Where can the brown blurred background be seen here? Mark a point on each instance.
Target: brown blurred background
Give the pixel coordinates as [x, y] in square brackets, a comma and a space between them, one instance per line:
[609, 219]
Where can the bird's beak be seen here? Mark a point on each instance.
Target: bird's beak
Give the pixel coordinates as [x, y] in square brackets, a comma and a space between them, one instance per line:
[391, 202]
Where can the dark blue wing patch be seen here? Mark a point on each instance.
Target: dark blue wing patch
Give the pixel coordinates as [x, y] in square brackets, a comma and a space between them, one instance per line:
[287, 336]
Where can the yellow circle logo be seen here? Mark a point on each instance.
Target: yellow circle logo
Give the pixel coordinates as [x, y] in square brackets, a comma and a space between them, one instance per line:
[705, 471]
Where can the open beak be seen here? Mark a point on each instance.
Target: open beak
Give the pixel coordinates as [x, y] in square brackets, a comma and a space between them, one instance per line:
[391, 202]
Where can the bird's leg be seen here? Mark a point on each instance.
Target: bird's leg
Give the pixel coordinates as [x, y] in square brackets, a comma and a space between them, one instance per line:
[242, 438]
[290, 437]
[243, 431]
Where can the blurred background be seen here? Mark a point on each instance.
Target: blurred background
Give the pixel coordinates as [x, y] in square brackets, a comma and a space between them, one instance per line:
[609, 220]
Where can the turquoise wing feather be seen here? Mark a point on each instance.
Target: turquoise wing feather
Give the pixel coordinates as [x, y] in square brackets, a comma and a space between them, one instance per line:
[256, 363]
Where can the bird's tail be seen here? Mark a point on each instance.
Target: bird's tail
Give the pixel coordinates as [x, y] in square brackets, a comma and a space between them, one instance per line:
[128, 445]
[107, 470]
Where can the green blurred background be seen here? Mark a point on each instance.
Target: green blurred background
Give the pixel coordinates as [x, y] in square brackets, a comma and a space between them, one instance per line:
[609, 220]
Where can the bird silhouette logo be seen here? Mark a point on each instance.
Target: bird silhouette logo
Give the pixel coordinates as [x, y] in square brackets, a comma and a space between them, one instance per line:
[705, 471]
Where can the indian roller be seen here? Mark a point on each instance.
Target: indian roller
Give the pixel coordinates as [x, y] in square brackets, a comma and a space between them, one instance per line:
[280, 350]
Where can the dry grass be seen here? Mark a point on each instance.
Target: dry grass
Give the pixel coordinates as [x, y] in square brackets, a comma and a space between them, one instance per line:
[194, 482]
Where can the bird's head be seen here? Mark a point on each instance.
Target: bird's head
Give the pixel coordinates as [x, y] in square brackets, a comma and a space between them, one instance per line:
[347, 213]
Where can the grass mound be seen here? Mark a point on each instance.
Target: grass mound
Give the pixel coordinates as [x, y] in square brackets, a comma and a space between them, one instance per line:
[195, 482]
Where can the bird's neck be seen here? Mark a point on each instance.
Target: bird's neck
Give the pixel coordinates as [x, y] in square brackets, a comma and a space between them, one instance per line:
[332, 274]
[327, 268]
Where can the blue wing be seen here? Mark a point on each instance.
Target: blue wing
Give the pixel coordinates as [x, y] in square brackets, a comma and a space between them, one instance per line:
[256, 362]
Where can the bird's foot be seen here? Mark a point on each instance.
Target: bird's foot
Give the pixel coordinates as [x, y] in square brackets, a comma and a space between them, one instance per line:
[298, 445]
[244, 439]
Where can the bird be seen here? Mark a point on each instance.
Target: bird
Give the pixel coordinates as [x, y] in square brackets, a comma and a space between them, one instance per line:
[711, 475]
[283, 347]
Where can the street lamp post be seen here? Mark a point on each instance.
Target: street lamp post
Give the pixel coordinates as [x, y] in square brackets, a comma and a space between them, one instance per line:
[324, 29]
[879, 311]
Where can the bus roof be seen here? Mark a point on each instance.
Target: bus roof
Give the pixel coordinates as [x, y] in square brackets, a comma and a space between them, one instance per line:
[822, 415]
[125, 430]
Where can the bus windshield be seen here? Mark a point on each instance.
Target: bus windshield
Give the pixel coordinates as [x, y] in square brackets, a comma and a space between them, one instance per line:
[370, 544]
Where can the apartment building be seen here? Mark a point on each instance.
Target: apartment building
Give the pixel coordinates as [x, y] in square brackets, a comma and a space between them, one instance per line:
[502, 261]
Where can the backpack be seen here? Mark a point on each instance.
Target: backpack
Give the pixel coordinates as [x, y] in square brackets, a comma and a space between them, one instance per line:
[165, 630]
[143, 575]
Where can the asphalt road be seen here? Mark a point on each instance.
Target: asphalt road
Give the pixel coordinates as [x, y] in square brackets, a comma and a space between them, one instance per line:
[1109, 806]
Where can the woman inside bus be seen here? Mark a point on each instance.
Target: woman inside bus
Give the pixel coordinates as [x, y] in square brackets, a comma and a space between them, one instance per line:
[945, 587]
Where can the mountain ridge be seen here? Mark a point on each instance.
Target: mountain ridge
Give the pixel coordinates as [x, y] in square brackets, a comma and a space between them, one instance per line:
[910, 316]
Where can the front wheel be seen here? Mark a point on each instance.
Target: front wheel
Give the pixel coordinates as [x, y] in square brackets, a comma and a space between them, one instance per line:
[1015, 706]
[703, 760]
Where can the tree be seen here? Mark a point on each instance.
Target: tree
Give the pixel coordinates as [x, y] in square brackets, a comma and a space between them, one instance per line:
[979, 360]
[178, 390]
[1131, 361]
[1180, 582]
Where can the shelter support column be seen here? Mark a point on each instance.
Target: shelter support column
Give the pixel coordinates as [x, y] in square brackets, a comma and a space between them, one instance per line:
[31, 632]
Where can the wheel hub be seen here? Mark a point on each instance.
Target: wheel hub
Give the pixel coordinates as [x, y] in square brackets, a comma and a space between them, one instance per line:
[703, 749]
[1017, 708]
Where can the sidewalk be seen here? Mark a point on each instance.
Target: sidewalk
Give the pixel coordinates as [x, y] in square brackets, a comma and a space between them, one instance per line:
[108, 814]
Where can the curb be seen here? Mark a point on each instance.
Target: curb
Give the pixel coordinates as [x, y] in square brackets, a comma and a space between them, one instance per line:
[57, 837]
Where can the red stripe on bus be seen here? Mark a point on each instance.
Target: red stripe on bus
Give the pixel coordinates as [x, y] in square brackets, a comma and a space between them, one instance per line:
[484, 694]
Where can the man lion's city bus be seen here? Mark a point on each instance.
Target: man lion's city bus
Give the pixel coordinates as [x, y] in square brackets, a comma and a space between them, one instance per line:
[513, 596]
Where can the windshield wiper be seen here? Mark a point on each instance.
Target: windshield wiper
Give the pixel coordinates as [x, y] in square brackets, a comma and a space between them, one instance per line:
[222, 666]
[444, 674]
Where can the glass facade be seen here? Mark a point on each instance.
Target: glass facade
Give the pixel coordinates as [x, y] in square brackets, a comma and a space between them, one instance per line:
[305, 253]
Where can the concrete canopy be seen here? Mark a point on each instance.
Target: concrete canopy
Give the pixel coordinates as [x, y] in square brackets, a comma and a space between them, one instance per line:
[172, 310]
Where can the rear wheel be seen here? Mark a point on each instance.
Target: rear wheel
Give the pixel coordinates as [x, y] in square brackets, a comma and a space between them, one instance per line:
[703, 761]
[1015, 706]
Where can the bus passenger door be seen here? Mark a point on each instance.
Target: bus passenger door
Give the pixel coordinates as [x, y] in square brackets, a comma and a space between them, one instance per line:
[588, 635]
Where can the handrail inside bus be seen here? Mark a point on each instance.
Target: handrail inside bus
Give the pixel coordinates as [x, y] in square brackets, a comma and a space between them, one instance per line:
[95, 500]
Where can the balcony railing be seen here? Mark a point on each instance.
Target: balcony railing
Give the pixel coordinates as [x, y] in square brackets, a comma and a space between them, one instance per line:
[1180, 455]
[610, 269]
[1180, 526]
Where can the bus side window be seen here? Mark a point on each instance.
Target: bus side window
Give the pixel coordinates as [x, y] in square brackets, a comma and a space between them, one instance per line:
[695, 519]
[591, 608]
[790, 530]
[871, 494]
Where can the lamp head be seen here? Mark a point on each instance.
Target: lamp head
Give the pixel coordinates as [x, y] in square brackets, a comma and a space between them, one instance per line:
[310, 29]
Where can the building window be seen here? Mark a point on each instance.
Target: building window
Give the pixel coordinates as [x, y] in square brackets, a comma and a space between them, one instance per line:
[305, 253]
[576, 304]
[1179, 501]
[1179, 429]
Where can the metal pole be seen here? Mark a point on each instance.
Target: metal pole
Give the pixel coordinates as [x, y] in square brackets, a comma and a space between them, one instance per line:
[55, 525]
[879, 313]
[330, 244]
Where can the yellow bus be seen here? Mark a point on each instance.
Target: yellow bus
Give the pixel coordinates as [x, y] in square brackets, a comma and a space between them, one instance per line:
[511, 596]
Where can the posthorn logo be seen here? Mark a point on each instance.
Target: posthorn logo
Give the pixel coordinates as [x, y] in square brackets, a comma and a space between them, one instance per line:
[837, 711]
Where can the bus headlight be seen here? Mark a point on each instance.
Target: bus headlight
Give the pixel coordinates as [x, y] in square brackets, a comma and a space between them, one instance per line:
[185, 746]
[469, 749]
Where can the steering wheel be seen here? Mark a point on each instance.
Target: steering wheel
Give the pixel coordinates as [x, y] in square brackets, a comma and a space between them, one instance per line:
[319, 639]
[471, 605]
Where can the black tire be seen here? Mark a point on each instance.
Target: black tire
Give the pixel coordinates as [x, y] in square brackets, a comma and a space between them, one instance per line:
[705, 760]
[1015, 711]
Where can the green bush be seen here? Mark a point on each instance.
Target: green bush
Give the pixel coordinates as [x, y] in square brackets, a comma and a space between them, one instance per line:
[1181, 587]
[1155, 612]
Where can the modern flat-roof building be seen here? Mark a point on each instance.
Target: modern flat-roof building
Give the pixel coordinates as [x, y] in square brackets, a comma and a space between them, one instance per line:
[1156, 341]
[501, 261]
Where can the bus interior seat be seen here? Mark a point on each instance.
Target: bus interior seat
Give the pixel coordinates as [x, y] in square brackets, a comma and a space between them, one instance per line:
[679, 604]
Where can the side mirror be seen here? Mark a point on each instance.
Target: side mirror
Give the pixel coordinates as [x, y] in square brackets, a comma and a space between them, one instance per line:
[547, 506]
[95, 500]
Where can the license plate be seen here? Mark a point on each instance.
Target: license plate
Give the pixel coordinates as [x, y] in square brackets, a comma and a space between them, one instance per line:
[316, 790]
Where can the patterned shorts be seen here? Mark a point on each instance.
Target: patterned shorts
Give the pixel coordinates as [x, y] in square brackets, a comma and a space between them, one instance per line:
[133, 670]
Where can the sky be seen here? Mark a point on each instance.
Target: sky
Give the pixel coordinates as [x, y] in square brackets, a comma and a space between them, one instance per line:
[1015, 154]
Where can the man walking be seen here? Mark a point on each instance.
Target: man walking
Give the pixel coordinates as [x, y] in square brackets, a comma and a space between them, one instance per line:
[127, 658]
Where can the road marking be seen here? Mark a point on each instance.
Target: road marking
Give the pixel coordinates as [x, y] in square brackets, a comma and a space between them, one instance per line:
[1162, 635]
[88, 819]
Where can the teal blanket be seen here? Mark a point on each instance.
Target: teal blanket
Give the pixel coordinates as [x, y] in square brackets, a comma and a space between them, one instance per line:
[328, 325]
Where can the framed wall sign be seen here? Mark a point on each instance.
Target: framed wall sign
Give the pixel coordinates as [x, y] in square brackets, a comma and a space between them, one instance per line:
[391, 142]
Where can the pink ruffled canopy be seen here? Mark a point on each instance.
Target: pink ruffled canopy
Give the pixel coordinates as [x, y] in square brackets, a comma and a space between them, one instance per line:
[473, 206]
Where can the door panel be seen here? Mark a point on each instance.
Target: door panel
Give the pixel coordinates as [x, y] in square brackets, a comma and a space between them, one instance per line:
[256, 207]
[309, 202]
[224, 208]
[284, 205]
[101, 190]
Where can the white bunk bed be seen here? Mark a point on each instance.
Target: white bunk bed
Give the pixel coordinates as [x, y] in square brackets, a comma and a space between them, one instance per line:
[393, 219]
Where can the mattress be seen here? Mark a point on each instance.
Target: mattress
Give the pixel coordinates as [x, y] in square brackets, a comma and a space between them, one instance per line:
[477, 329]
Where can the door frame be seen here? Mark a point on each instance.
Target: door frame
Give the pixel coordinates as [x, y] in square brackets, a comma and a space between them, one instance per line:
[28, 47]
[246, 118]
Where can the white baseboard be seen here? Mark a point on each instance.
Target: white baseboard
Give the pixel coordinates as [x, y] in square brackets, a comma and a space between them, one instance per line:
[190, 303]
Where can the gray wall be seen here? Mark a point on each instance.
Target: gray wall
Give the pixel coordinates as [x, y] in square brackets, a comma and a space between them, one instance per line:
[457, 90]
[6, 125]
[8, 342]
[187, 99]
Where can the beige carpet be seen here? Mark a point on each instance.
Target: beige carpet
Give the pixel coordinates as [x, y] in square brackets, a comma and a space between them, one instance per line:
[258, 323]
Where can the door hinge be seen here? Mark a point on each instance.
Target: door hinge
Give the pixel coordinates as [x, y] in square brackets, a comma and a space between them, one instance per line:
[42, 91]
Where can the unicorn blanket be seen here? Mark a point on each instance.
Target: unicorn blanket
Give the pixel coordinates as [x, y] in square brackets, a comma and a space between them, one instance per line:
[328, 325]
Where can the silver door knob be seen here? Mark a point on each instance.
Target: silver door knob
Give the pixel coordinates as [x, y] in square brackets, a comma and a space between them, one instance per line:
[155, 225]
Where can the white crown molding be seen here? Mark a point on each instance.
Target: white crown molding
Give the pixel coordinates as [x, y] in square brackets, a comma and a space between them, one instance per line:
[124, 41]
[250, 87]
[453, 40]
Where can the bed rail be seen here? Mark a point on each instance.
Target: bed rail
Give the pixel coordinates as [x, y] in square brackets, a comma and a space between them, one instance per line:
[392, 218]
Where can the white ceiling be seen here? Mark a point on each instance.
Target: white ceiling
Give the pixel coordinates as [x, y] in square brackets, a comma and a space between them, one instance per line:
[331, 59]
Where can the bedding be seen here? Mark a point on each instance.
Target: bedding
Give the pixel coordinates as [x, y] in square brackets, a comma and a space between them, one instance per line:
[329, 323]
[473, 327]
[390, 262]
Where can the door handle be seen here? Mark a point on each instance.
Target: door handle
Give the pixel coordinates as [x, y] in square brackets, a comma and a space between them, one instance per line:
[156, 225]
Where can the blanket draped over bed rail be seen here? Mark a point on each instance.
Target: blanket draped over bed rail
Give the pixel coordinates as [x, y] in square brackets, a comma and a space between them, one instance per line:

• Exercise brief:
Arrange the stretch from the line containing "Where can the woman" through the line containing "[1017, 708]" as a JSON list of strings, one string per line, skipping blank lines.

• Completed exercise:
[
  "Where can the woman inside bus be seen here? Mark a point on each instance.",
  "Target: woman inside bus",
  "Give the pixel coordinates as [x, y] in square brackets, a comma and a space between them, one instance per line:",
  "[945, 587]",
  "Where can the mountain ridge be seen here? Mark a point on each instance.",
  "Target: mountain ridge",
  "Give the pixel coordinates as [x, y] in square brackets, a comma and a space between them, one instance per line:",
  "[910, 316]",
  "Where can the front wheel be seen here? Mark a point on each instance.",
  "Target: front wheel",
  "Give the pixel coordinates as [x, y] in square brackets, a comma and a space between them, one instance per line:",
  "[1015, 706]",
  "[703, 760]",
  "Where can the tree be seen here? Mark a point on each instance.",
  "Target: tree",
  "Give the pixel coordinates as [x, y] in square brackets, a comma and a space between them, one instance per line:",
  "[979, 360]",
  "[178, 390]",
  "[1131, 361]",
  "[1180, 582]",
  "Where can the shelter support column be seen here? Mark a point on each instance.",
  "Target: shelter support column",
  "Give the pixel coordinates as [x, y] in square brackets, a comma and a space between them, one instance per line:",
  "[31, 632]",
  "Where can the wheel hub be seen here? Mark a point on each instance.",
  "Target: wheel hub",
  "Give the pixel coordinates as [x, y] in square brackets, a comma and a space between them, one instance per line:",
  "[703, 749]",
  "[1017, 708]"
]